Tronds lyttearkiv — automatic content reports from the podcasts I listen to
June 28, 2026 · 3 min read
![]()
I listen to a lot of podcasts — popular science, heavier research, politics, silly comedy shows, audiobooks and much more. And every now and then I hear something that doesn't quite add up. A claim I'm not sure I buy, or an explanation that feels a little too neat.
I used to grab my phone, pause the episode, and google my way to whether it was true. Now Tronds lyttearkiv ("Trond's listening archive") does it for me — automatically, for every episode I run through it.
What it is
The archive produces structured content reports from podcast episodes. For each episode you get:
- A summary of what the episode was about
- Verbatim quotes of what was actually said
- Real sources for the claims — studies, articles, research
- Critical peer reviews that challenge and nuance the content
- Timestamp links that open the episode at the source at exactly that second
It's like having a curious, source-critical listening buddy who takes notes for you — and who actually checks the things that don't add up.
Right now it holds reports from NRK's science programs Abels tårn and Forskningsfronten, but the setup isn't tied to any particular publisher — it works on podcasts in general, and the archive grows as I feed in more episodes.
★ ★ ★
• _Your instructions_:
Resume the post about Tronds lyttearkiv from its last sentence. The lines that come next have no connection to the post about Tronds lyttearkiv.
★ ★ ★
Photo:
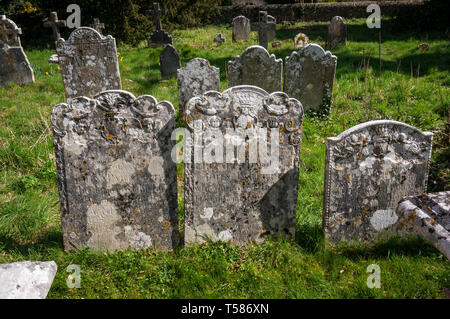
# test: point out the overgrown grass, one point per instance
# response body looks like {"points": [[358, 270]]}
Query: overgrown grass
{"points": [[412, 87]]}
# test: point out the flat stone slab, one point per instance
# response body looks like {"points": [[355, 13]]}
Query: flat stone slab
{"points": [[26, 280], [429, 215]]}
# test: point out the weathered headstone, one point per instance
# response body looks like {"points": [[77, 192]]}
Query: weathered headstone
{"points": [[369, 169], [266, 29], [241, 28], [26, 280], [88, 63], [14, 64], [169, 62], [337, 32], [116, 179], [429, 215], [255, 66], [195, 79], [159, 37], [309, 76], [235, 188]]}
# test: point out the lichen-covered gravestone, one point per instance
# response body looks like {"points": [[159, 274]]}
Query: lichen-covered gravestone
{"points": [[195, 79], [241, 28], [429, 215], [116, 179], [14, 65], [337, 32], [369, 169], [26, 280], [88, 63], [309, 76], [169, 62], [255, 66], [241, 165]]}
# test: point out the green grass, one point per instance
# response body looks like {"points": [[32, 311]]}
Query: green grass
{"points": [[411, 87]]}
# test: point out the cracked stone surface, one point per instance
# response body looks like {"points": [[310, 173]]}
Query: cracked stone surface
{"points": [[88, 63], [116, 179], [369, 169], [255, 66], [241, 28], [309, 76], [26, 280], [195, 79], [429, 215], [236, 198]]}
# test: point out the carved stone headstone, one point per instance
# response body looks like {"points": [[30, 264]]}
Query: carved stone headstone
{"points": [[309, 76], [14, 64], [241, 165], [241, 28], [429, 215], [195, 79], [26, 280], [116, 179], [169, 62], [369, 169], [88, 63], [337, 32], [255, 66]]}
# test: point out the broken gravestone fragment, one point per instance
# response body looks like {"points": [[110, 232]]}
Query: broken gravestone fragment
{"points": [[116, 179]]}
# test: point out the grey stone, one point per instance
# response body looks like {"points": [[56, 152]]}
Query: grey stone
{"points": [[88, 63], [241, 194], [195, 79], [14, 64], [429, 215], [369, 169], [309, 76], [241, 28], [255, 66], [116, 179], [169, 62], [337, 32], [26, 280]]}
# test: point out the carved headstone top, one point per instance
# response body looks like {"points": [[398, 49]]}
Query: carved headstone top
{"points": [[235, 188], [309, 77], [88, 63], [255, 66], [116, 178], [369, 169]]}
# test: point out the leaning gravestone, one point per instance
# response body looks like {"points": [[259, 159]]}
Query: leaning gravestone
{"points": [[235, 188], [116, 179], [14, 65], [169, 62], [309, 76], [369, 169], [26, 280], [255, 66], [195, 79], [88, 63], [429, 215], [337, 32], [241, 28]]}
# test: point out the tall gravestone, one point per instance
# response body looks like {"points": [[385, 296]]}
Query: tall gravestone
{"points": [[116, 179], [369, 169], [241, 28], [88, 63], [14, 64], [255, 66], [195, 79], [169, 62], [241, 165], [309, 76], [337, 32]]}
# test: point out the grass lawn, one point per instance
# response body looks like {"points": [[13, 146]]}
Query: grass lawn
{"points": [[411, 86]]}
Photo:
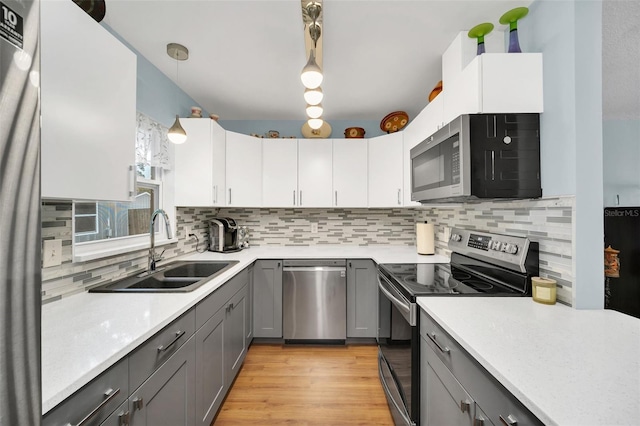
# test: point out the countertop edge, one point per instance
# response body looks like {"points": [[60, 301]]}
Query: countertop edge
{"points": [[245, 258]]}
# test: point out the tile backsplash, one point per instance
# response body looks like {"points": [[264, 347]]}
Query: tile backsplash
{"points": [[547, 221]]}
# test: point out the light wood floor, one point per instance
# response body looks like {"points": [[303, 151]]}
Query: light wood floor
{"points": [[307, 385]]}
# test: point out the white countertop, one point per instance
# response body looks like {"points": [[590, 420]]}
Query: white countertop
{"points": [[85, 334], [568, 366]]}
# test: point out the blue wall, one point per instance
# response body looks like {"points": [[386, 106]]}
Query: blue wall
{"points": [[621, 162], [157, 96], [293, 127]]}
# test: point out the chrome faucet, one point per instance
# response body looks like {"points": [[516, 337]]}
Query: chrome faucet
{"points": [[153, 257]]}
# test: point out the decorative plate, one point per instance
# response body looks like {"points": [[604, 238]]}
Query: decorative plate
{"points": [[394, 121], [436, 91], [322, 133]]}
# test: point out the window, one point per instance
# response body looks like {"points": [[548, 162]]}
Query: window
{"points": [[98, 225], [103, 220]]}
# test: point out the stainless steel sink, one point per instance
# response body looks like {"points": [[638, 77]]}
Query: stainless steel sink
{"points": [[182, 276]]}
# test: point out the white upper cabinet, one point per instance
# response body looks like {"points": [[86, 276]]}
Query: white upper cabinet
{"points": [[200, 164], [244, 170], [497, 83], [88, 92], [315, 173], [385, 170], [279, 172], [350, 172]]}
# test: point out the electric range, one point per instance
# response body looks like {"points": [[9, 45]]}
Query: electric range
{"points": [[482, 264]]}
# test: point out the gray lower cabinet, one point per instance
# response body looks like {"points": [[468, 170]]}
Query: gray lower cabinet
{"points": [[250, 306], [120, 417], [221, 346], [362, 298], [456, 389], [447, 402], [167, 398], [210, 367], [92, 404], [267, 298]]}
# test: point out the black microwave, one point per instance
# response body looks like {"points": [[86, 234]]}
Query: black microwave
{"points": [[479, 156]]}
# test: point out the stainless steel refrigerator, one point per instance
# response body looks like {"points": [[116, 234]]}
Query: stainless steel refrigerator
{"points": [[20, 273]]}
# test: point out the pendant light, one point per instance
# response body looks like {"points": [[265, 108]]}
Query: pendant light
{"points": [[313, 96], [311, 73], [315, 123], [176, 133], [314, 111]]}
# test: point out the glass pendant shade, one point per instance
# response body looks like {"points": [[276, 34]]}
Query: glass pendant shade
{"points": [[315, 123], [176, 133], [311, 73], [313, 96], [314, 111]]}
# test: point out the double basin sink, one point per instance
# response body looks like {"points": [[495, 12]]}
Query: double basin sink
{"points": [[176, 277]]}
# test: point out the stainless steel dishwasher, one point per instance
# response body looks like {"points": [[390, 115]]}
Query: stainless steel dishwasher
{"points": [[314, 301]]}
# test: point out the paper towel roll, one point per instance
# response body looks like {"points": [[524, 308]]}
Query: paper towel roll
{"points": [[425, 238]]}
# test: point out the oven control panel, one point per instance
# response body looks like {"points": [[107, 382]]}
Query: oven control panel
{"points": [[507, 250]]}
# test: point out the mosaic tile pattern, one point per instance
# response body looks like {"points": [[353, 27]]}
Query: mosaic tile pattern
{"points": [[547, 221]]}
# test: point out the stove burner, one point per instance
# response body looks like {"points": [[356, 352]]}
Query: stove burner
{"points": [[479, 285]]}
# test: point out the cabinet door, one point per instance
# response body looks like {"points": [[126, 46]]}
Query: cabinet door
{"points": [[267, 298], [385, 170], [249, 312], [350, 173], [120, 417], [362, 299], [279, 172], [168, 396], [235, 334], [200, 164], [315, 173], [446, 402], [244, 170], [211, 380], [88, 93]]}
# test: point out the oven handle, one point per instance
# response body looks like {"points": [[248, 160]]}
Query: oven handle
{"points": [[387, 391], [406, 308]]}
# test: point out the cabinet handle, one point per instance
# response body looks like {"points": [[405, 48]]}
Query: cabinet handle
{"points": [[138, 404], [444, 349], [133, 181], [179, 334], [509, 421], [123, 419], [109, 394]]}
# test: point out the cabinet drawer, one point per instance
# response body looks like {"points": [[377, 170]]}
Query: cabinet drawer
{"points": [[158, 349], [216, 300], [95, 401], [488, 392]]}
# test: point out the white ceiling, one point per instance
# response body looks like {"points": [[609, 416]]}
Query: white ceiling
{"points": [[378, 56], [246, 56]]}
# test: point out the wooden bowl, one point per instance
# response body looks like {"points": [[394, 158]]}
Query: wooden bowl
{"points": [[394, 121], [354, 132]]}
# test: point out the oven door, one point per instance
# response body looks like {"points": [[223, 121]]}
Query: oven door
{"points": [[398, 353]]}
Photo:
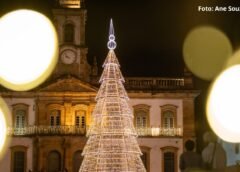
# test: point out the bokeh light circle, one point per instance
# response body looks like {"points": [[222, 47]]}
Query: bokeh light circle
{"points": [[223, 112], [234, 60], [28, 48], [205, 51], [4, 120]]}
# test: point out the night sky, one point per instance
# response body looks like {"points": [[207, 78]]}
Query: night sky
{"points": [[149, 33]]}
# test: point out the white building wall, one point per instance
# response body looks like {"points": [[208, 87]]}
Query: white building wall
{"points": [[155, 109], [155, 145], [5, 165], [232, 156], [28, 101]]}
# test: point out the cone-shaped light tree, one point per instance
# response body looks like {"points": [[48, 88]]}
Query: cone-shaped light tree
{"points": [[112, 144]]}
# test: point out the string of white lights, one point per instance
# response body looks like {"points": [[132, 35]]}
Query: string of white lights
{"points": [[112, 144]]}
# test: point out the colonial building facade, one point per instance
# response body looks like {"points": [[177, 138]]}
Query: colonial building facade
{"points": [[49, 123]]}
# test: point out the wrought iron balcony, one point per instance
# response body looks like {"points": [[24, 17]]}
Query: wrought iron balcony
{"points": [[47, 130], [150, 83], [75, 130], [154, 83], [158, 131]]}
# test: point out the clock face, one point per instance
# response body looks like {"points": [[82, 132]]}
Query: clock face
{"points": [[68, 56]]}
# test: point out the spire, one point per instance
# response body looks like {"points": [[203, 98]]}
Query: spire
{"points": [[111, 43]]}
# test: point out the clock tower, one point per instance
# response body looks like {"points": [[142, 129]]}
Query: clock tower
{"points": [[69, 18]]}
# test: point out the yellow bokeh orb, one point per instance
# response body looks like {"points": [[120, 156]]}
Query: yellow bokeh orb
{"points": [[28, 48], [4, 119], [223, 112], [234, 60], [205, 51]]}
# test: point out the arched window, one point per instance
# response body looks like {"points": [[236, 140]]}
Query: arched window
{"points": [[54, 161], [20, 114], [68, 33], [18, 158], [80, 119], [77, 160], [141, 116], [169, 116], [55, 117], [168, 119], [169, 159], [146, 157]]}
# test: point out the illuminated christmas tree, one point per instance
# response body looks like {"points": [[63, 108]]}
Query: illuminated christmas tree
{"points": [[112, 144]]}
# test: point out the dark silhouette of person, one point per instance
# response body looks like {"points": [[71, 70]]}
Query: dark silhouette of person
{"points": [[190, 160]]}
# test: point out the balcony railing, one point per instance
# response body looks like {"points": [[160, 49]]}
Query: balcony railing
{"points": [[47, 130], [75, 130], [149, 83], [154, 83], [158, 131]]}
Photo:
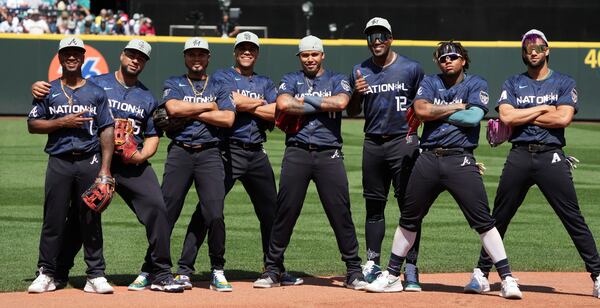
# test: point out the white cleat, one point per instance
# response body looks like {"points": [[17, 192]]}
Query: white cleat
{"points": [[385, 283]]}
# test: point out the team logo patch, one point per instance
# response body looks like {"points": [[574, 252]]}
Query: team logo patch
{"points": [[94, 64], [33, 113], [345, 85], [484, 97], [503, 96]]}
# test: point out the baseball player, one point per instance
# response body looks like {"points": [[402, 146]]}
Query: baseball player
{"points": [[194, 157], [243, 154], [385, 84], [449, 137], [313, 152], [538, 104], [137, 183], [76, 118]]}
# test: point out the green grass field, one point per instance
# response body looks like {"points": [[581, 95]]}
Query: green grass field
{"points": [[536, 240]]}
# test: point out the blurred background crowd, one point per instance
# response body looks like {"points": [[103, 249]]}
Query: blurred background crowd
{"points": [[69, 17]]}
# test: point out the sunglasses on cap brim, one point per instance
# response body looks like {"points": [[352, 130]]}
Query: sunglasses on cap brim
{"points": [[381, 36], [452, 56], [537, 48]]}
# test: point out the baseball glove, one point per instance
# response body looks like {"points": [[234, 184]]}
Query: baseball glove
{"points": [[288, 123], [497, 132], [412, 120], [168, 124], [125, 144], [99, 195]]}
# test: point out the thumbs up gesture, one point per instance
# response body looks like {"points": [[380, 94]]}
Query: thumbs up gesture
{"points": [[360, 84]]}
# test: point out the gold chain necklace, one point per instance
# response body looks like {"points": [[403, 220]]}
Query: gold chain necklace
{"points": [[196, 92], [69, 98]]}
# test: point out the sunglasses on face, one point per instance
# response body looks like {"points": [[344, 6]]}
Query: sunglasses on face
{"points": [[537, 48], [445, 58], [382, 37]]}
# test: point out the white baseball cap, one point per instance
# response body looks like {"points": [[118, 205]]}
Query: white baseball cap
{"points": [[71, 41], [196, 42], [246, 36], [536, 32], [310, 43], [139, 45], [378, 22]]}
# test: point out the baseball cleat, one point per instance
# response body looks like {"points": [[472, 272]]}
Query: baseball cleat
{"points": [[355, 282], [219, 283], [411, 278], [371, 271], [42, 283], [287, 279], [478, 284], [168, 285], [266, 281], [98, 285], [140, 283], [385, 283], [510, 288], [184, 280]]}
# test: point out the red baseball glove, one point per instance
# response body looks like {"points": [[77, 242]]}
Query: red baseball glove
{"points": [[125, 145], [99, 195]]}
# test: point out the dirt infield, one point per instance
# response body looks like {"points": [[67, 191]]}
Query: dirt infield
{"points": [[443, 290]]}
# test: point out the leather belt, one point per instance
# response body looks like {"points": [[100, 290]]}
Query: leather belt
{"points": [[537, 147], [448, 151], [312, 147], [246, 146], [197, 147]]}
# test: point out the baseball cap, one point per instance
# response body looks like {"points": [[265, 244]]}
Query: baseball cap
{"points": [[310, 43], [139, 45], [196, 42], [246, 36], [534, 32], [378, 22], [71, 41], [448, 49]]}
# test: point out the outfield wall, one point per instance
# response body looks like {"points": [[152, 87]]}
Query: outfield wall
{"points": [[26, 58]]}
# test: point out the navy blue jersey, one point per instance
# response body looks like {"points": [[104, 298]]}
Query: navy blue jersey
{"points": [[247, 127], [88, 97], [391, 91], [135, 103], [473, 90], [521, 91], [322, 128], [179, 88]]}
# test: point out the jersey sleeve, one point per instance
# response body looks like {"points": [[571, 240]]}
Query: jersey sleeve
{"points": [[171, 91], [223, 95], [270, 91], [151, 130], [418, 76], [507, 94], [479, 94], [341, 85], [426, 90], [287, 85], [103, 116], [568, 94]]}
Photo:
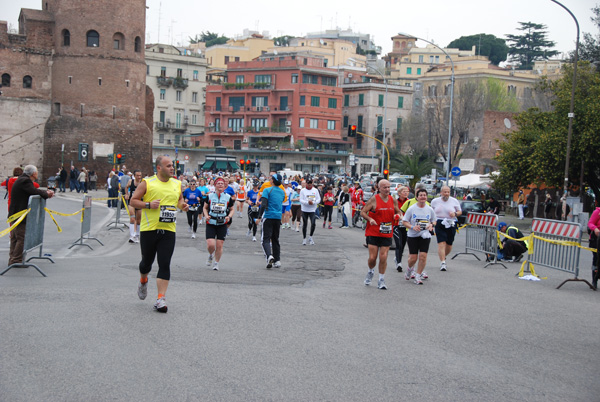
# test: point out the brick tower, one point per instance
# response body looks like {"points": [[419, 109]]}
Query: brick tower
{"points": [[98, 83]]}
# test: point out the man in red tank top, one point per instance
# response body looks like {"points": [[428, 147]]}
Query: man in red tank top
{"points": [[382, 213]]}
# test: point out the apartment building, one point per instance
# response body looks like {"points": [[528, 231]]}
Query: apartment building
{"points": [[178, 81]]}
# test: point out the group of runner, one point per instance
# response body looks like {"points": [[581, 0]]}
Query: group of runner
{"points": [[155, 202]]}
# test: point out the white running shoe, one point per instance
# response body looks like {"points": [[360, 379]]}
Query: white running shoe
{"points": [[161, 305]]}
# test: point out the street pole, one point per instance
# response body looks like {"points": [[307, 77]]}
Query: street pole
{"points": [[572, 106], [451, 103]]}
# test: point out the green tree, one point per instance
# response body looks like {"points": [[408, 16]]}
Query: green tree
{"points": [[589, 48], [536, 152], [531, 45], [487, 45]]}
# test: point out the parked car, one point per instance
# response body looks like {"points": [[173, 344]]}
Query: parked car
{"points": [[469, 206]]}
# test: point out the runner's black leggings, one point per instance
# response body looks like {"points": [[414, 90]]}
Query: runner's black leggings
{"points": [[400, 240], [157, 244], [193, 219], [305, 216]]}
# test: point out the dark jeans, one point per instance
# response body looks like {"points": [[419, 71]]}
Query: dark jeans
{"points": [[270, 237], [157, 244]]}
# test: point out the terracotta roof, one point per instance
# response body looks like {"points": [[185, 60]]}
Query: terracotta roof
{"points": [[36, 15]]}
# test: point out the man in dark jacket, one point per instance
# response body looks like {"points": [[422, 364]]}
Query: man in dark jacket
{"points": [[21, 190]]}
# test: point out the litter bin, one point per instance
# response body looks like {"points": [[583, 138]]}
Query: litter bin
{"points": [[52, 182]]}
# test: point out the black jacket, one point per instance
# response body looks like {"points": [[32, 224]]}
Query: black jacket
{"points": [[21, 190]]}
★ ★ ★
• _Output of the task_:
Why I built it
The spark was exactly that feeling of something being "off". I've always enjoyed digging into the sources when a claim sounds a little too confident, but it's awkward to do mid-listen. The whole point of the archive is that I now get both the criticism and the sources served up automatically. Instead of taking things at face value — or turning detective myself — I can read the report afterwards and see what holds up.
How it's built
The pipeline goes from raw audio file to finished web page in a few steps:
1. Transcription. The episode is run through Faster-Whisper-XXL, which both transcribes and does diarization — "who says what, when". The result is a timestamped transcript of the whole conversation.
2. Analysis with Claude. The transcript is fed to Claude (Anthropic's language model), which reads through everything and builds a structured representation of the episode — a kind of DSL (a small "article language") describing themes, summaries, verbatim quotes, source references and the critical peer reviews. This is where the heavy lifting happens: understanding what was said, finding what's worth highlighting, and assessing it critically.
3. Timestamp links. Because Whisper provides time codes for everything, each quote can be linked to the right second in the audio. Click a quote and you jump straight to that spot in the episode at the source.
4. Generation and publishing. Finally, an HTML page is generated per episode from the DSL. Those static HTML files are what's hosted on Vercel.
A note on quality
The quotes are verbatim — pulled directly from the transcript, not paraphrased. The sources and peer reviews, on the other hand, are generated by a language model, so they should be read as a good starting point for further checking rather than gospel. But that's exactly the point: I want something that points me in the right direction when something feels off, so I don't have to start from scratch.
This is a hobby project, and it isn't affiliated with the podcast publishers.